● TEXT FOR ANALYSIS:

Overcrowded prisons, inmates stuck in their cells for 23 hours a day, prisoners spending nights in police stations - these are recurring problems for Britain's creaking criminal justice system, but the possible solutions are increasingly limited.
Magistrates and judges are sending more people to jail for longer
The number of prisoners has been rising steadily for over a decade.
There are 25,000 more people in jail now in England and Wales than there were in 1995. There's also been a significant rise in Scotland's prison population, which now stands at about 7,000.
Criminologists, politicians and penal reformers have written volumes on the likely reasons for the increase.
Different patterns of offending, a more punitive climate of opinion, tougher legislation, demographic changes, more crime - all have been suggested, and at least some are correct.
The bottom line, however, is that magistrates and judges are sending more people to jail for longer.
What appears to have caused this more recent, sudden surge in prison numbers over the past few weeks is something of a mystery.
Seasonal fluctuations due to more court cases being heard only partly explains it.
One possibility is that more offenders on community sentences and those freed on licence are being recalled to jail for breaching their conditions of release.
The Probation Service has certainly been encouraged to bear down on them.
There are about 5,000 people in jail who are in this position, and decisions as to whether or not to release them again are taking longer than expected.
Another theory for the "spike" in the prison population, as the Home Office minister Fiona MacTaggart calls it, is that the London bombings in July have triggered a harsher approach to sentencing by the courts.
In 1993, the murder in Liverpool of two-year-old James Bulger was followed by a large rise in prison numbers, as the mood of public opinion changed.
Over the years, as speeches by politicians and new laws emphasised the importance of imprisonment, the increase continued.

● SET OF TASKS:
**1)** According to the article on Britain's prison population, about how many people are currently held in Scotland's prisons?
**2)** Resume the article on Britain's rising prison population, starting right after its last sentence.
The records that come next are separate material with no connection to the article on Britain's prison population.

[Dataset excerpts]
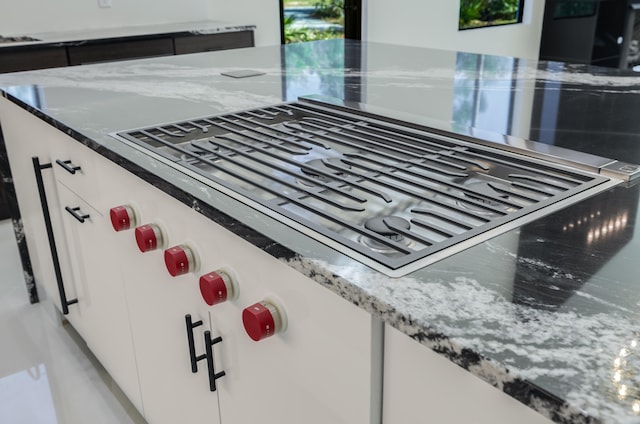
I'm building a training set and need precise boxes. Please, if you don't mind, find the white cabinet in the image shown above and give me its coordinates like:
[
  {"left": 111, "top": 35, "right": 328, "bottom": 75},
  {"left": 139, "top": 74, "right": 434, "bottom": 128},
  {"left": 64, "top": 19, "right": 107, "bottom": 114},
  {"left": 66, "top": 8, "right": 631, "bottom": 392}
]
[
  {"left": 58, "top": 184, "right": 142, "bottom": 410},
  {"left": 0, "top": 96, "right": 380, "bottom": 424},
  {"left": 100, "top": 154, "right": 380, "bottom": 424},
  {"left": 0, "top": 98, "right": 80, "bottom": 327},
  {"left": 0, "top": 99, "right": 142, "bottom": 409},
  {"left": 383, "top": 326, "right": 551, "bottom": 424}
]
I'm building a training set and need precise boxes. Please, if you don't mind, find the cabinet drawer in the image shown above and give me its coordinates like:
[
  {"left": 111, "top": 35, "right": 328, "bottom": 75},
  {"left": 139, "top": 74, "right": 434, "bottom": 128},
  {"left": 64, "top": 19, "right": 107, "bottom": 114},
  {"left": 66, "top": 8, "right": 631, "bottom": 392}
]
[
  {"left": 68, "top": 38, "right": 173, "bottom": 65},
  {"left": 0, "top": 47, "right": 68, "bottom": 73},
  {"left": 174, "top": 31, "right": 254, "bottom": 54},
  {"left": 51, "top": 136, "right": 102, "bottom": 208}
]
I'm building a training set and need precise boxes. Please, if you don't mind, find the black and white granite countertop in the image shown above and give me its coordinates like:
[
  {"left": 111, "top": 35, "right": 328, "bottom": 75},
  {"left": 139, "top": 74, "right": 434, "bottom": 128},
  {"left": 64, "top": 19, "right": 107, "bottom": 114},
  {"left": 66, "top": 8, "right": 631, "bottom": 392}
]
[
  {"left": 0, "top": 21, "right": 256, "bottom": 49},
  {"left": 0, "top": 40, "right": 640, "bottom": 424}
]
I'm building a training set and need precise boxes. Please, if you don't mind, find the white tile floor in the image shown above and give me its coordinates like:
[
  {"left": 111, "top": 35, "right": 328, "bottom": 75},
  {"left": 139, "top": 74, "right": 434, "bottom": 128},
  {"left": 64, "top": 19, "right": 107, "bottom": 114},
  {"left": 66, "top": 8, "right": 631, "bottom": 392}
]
[{"left": 0, "top": 221, "right": 145, "bottom": 424}]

● LIST OF ANSWERS:
**1)** About 7,000.

**2)**
Could it be - just as in 1993 - that as a result of the July attacks sentencers have become a bit less inclined to give defendants the benefit of the doubt?
No one can prove it, but the rhetoric and anger expressed in the aftermath of the bombings cannot have gone unnoticed by those dishing out the punishment.
As for solutions, building new prisons is not an option the Treasury can afford.
There are new places becoming available - about 1,000 over the next 18 months in refurbished wings and new units in existing jails - but that may not be enough to keep pace with the increase.
Lower re-offending rates would help of course, but that takes many years.
More use of community sentences is what the government would ideally want to see, but for dangerous criminals it's not possible. Besides, if offenders don't adhere to the conditions, they'll end up in jail.
In the short-term, there's only one answer - release more prisoners early on an electronic tag.
But freeing some inmates six months before the end of their sentence - an option ministers are thought to have considered - would be political dynamite.
Which is why police cells are being used - an emergency measure to cope with a shortage of places in London and the West Midlands.
It's not pretty - but at present it's the only way.